Rendering optimizations:

1. Run `prepareAssetsForFrameRendering()` once before frame loops. This pre-renders shadows, pre-decodes the device frame image, and caches layout geometry. All of this happens once before the export loop starts, not on every frame.
2. Cache layout so geometry is reused across frames. The canvas size, device position, scale, and shadow position are identical across all frames in a video export. Computing them once and reusing them is a meaningful speedup.
3. Reuse module scope scratch canvases. Allocating a new canvas object per frame is expensive. Module-scope scratch canvases are reused and cleared between frames.
4. Cache decoded images by URL. Device frame images, background images, and mockup overlays are fetched and decoded once, then reused. The cache excludes blob: and data: URLs which change.
5. Use affine grid transforms in `perspective-warp.ts` for hand and scene output. Hand mockups and scene mockups require perspective correction. This is done with grid subdivision and affine transforms rather than WebGL, keeping the renderer compatible with all browsers without a GPU dependency.

The goal is not a flashy engine. The goal is predictable exports on normal hardware.

Status bar rendering

The status bar layer handles a subtle challenge: the status bar at the top of the iPhone frame needs to match the video content but also be clean and legible.

The implementation uses pixel extension: a dual-edge vertical stretch with horizontal gradient blending. This stretches the top pixels of the video to fill the status bar area, then blends in the clean status bar icons on top. On mobile Safari where SVG rendering has edge cases, a fallback renders the shadow as an SVG element instead.

Device detection

When a recording is uploaded, the tool reads the video dimensions and matches them against known device aspect ratios with a tolerance of 0.015. This covers the small dimensional variations between similar device generations and lets the tool select the correct frame without user input.

If the aspect ratio does not match a known device, the tool falls back gracefully and lets the user pick a frame manually.

The detection logic lives in lib/editor/device-detection.ts.

Export flow

Export behavior from lib/editor/useExports.ts:

• Image export: single frame rendered to a 2160x2160 canvas and saved as PNG.
• Video export: frame-by-frame render loop, frames passed to mp4-muxer, saved as MP4.
• Early file handle acquisition happens before the export loop starts, which improves the save dialog flow.
• Cancellation guards prevent duplicate exports from parallel button clicks.
• Progress updates during long video exports so the user has feedback.

- _DATA PROVIDED_:
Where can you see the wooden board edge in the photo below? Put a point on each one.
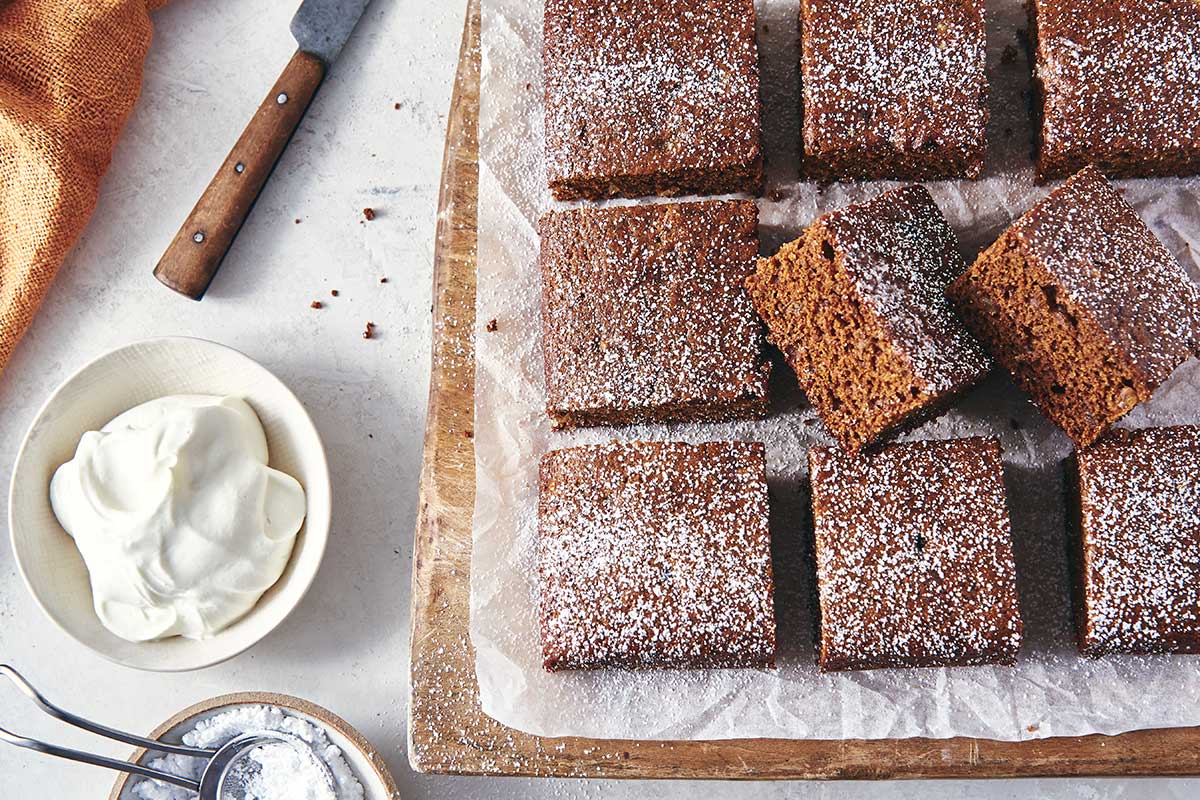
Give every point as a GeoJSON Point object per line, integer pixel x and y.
{"type": "Point", "coordinates": [448, 731]}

- _WRITTEN PROBLEM A_:
Return the part of the rendering notes between "Export behavior from" and "save dialog flow.", inclusive.
- _WRITTEN PROBLEM B_:
In the rendering notes, what tolerance does the tool use when it matches video dimensions against known device aspect ratios?
- _WRITTEN PROBLEM C_:
List every source file the rendering notes name.
None of this needs the data.

- _SOLUTION A_:
Export behavior from lib/editor/useExports.ts:

• Image export: single frame rendered to a 2160x2160 canvas and saved as PNG.
• Video export: frame-by-frame render loop, frames passed to mp4-muxer, saved as MP4.
• Early file handle acquisition happens before the export loop starts, which improves the save dialog flow.

- _SOLUTION B_:
0.015

- _SOLUTION C_:
- perspective-warp.ts
- lib/editor/device-detection.ts
- lib/editor/useExports.ts